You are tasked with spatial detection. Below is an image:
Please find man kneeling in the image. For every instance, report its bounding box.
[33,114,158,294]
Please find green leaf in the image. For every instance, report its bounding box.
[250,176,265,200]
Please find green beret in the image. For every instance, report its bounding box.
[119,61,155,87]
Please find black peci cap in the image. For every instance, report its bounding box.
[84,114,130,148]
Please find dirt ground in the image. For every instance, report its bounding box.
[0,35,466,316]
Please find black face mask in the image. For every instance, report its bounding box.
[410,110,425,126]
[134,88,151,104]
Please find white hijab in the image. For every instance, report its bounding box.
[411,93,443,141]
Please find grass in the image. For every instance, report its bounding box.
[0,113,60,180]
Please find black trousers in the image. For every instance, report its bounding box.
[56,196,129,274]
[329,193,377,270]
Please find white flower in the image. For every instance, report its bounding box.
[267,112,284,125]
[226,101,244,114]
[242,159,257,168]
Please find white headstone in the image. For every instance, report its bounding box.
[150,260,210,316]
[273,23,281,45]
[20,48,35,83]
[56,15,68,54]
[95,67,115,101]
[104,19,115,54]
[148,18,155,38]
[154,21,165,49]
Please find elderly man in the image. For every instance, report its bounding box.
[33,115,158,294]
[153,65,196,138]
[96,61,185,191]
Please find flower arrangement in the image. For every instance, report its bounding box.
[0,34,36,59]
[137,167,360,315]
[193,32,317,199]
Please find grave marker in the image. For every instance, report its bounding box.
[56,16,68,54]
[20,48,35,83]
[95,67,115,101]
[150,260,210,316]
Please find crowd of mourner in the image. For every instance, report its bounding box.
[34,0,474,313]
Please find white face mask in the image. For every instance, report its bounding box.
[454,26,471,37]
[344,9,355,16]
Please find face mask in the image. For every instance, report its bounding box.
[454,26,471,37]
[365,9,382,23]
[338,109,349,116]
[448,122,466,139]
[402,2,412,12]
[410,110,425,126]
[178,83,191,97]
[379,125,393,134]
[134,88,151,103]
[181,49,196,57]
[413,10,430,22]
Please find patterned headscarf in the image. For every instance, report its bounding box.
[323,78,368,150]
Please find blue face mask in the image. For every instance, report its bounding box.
■ ■ ■ ■
Starting at the beginning of the records and ending at the line that contains "[242,159,257,168]", write out every line again, requests included, with each bounding box coordinate shifted up by 44. Leave out everything after that line.

You are tasked with spatial detection. Below is an image:
Please find man kneeling in the image. For every instance, report its bounding box.
[77,158,202,338]
Please find green leaf in the image. For every instance, report its bounding box.
[294,220,309,244]
Please find green beret in the image. For every instance, report its bounding box.
[163,105,199,131]
Please find black peci cap in the image. For every instance, report its bounding box.
[128,158,174,192]
Please find dirt ground in the image. For every instance, report its bounding box.
[44,79,510,360]
Please find black face mask in the image. For every instance, report its bounding box.
[454,154,469,170]
[178,132,195,148]
Please find white hijab in the image. For every instance, report its bounding box.
[455,137,487,185]
Please find grass in the image. For every instance, report its bounding box.
[44,157,104,224]
Please find black trousers in the image. For every instance, report its bounding box.
[100,240,173,318]
[373,237,421,314]
Please find white flower in the image. For every instance, report its bounding box.
[311,156,328,169]
[270,145,288,158]
[286,203,301,212]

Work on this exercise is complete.